> Exercise inputs:

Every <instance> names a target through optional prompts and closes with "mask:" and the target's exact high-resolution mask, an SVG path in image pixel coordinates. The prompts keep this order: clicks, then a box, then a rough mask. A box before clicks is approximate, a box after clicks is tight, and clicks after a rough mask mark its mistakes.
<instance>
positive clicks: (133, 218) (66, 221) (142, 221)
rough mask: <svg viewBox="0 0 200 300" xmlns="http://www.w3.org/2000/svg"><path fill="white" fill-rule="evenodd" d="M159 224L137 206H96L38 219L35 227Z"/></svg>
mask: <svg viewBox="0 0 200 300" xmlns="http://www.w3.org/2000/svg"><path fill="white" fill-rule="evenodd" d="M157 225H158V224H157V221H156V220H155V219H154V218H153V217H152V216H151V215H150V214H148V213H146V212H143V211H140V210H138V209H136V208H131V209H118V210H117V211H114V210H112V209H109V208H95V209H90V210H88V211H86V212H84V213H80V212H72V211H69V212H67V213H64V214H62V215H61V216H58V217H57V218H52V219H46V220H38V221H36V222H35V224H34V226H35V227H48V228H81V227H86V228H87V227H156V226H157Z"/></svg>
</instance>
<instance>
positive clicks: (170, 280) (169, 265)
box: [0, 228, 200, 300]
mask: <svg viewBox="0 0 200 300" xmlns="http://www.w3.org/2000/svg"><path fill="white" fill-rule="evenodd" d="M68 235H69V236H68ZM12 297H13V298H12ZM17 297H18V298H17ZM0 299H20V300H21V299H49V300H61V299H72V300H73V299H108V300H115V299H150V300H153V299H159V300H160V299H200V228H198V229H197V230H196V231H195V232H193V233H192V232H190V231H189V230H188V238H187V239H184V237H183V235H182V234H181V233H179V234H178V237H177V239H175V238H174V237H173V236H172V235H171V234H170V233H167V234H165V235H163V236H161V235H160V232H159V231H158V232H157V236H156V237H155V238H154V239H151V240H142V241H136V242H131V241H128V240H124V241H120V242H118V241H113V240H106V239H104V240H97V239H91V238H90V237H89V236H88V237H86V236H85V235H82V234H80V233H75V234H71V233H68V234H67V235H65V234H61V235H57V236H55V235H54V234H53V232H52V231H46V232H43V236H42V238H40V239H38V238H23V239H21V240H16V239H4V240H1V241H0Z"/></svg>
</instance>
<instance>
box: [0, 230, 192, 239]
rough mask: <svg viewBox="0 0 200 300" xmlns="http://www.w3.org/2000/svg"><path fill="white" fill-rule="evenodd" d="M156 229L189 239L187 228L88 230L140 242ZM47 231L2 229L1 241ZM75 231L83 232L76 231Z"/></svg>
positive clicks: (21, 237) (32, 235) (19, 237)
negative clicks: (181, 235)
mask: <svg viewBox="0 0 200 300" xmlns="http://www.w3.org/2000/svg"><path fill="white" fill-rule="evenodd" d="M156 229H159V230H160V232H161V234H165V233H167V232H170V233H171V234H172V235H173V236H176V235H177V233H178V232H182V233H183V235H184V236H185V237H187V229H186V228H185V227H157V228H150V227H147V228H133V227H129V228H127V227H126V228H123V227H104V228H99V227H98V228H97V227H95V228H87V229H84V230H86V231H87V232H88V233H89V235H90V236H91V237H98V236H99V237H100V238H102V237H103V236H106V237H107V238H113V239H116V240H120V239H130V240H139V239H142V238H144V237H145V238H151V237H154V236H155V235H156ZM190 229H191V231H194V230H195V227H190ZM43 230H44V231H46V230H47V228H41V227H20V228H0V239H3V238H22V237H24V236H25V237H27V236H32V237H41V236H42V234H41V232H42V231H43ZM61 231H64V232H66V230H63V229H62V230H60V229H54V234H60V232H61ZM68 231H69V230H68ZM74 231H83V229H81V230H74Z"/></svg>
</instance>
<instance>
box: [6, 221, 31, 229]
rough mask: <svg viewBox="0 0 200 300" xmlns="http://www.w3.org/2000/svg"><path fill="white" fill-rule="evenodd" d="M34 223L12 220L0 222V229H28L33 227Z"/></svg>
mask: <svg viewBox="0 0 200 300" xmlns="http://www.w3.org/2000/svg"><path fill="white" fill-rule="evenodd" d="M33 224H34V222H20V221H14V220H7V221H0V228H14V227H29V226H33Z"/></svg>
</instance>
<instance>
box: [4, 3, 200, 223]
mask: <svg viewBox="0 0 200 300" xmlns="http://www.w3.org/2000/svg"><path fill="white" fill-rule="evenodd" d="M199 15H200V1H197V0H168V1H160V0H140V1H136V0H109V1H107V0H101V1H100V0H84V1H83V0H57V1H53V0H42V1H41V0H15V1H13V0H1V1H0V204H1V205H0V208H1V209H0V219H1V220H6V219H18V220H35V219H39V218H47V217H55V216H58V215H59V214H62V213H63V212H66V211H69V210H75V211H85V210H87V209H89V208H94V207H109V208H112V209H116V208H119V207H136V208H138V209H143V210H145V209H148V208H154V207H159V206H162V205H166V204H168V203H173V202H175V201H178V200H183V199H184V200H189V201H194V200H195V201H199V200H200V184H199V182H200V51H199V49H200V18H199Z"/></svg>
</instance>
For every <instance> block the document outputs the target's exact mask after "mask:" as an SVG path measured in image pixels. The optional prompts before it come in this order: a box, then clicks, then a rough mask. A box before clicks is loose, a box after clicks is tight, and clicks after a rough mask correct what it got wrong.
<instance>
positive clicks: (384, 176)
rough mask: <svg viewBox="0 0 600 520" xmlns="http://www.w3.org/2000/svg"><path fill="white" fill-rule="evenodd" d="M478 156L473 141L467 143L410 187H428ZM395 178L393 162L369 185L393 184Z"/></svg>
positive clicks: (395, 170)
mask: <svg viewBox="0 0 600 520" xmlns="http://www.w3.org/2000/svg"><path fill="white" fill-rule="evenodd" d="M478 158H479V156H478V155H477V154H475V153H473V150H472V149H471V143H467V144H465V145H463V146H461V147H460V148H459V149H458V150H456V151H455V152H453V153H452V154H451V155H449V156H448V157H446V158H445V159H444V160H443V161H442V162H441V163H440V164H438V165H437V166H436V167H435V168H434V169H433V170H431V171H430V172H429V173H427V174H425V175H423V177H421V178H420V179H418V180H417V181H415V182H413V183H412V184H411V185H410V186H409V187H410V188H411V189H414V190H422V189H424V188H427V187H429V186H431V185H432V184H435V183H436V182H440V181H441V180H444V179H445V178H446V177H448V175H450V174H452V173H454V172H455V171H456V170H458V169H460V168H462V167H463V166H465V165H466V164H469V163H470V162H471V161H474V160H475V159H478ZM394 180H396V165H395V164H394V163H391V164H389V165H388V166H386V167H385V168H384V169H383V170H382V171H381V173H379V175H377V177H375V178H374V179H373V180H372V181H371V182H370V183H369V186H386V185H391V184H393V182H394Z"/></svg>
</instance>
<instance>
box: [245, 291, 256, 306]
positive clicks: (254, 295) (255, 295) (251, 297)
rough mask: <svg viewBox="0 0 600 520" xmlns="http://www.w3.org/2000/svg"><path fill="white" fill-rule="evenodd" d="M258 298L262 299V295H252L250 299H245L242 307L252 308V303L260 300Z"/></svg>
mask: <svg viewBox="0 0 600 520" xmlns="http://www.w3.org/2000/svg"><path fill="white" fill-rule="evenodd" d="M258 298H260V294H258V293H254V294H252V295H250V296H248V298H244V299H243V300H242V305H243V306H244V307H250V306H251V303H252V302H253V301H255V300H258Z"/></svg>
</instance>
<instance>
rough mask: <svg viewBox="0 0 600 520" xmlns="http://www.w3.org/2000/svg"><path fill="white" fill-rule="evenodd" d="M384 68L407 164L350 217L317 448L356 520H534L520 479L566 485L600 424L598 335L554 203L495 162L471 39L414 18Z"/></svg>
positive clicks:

> Problem to solve: Copy the material word for word, starting at its first line and ending after the line that contains "positive clicks: (133, 218)".

> Answer below:
Every <instance> names a target through optional prompts and closes with "mask:" and the target's exact high-resolution mask, an SVG path in image pixel coordinates. The prompts keep this order: clicks, then a box, then a rough mask. A box before clicks is approximate, a box after clicks is tight, and clicks after a rough mask mark its mistakes.
<instance>
positive clicks: (133, 218) (66, 221) (142, 221)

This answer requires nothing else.